- _Challenge 1_
In the loop unrolling passage, which compiler options does the author say to use when comparing the code on amd64?
- _Challenge 2_
Carry on the loop unrolling passage from its last line.

- _Passage_
"""

Hmm, I guess you're going to have carefully analyze what the
effects of such a transformation are on register pressure.
Compare the code for the following cases on amd64 for example,
at -O3 -funroll-loops. foo1 is unrolled 8 times so I manually
unrolled it for foo2 and manually applied the transformation
you want to implement.
--------------------------------------------
#define n 256
int a[n];
int foo1 (void)
{
int i, sum;
sum = 0;
for (i = 0 ; i < n; i++)
sum += a[i];
return sum;
}
int foo2 (void)
{
int i, sum;
int i1, i2, i3, i4, i5, i6, i7, i8;
int sum1, sum2, sum3, sum4, sum5, sum6, sum7, sum8;
sum1 = sum2 = sum3 = sum4 = sum5 = sum6 = sum7 = sum8 = 0;
for (i = 0 ; i < n / 8; i++)

"""

- _Data extract_
"""

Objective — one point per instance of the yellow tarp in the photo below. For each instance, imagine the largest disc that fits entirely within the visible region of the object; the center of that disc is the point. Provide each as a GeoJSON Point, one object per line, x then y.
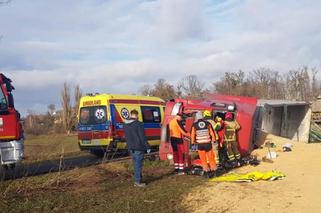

"""

- _Output 1_
-O3 -funroll-loops

- _Output 2_
{
i1 = i;
sum1 += a[i1];
i2 = i + 1;
sum2 += a[i2];
i3 = i + 2;
sum3 += a[i3];
i4 = i + 3;
sum4 += a[i4];
i5 = i + 4;
sum5 += a[i5];
i6 = i + 5;
sum6 += a[i6];
i7 = i + 6;
sum7 += a[i7];
i8 = i + 7;
sum8 += a[i8];
}
sum = sum1 + sum2 + sum3 + sum4 + sum5 + sum6 + sum7 + sum8;
return sum;
}
--------------------------------------------
The code for foo2 is really bad. I guess you need to work with
the unroller to figure out when you can profitably apply this
transformation. Perhaps you even want to be able to partially
reroll a loop?
Gr.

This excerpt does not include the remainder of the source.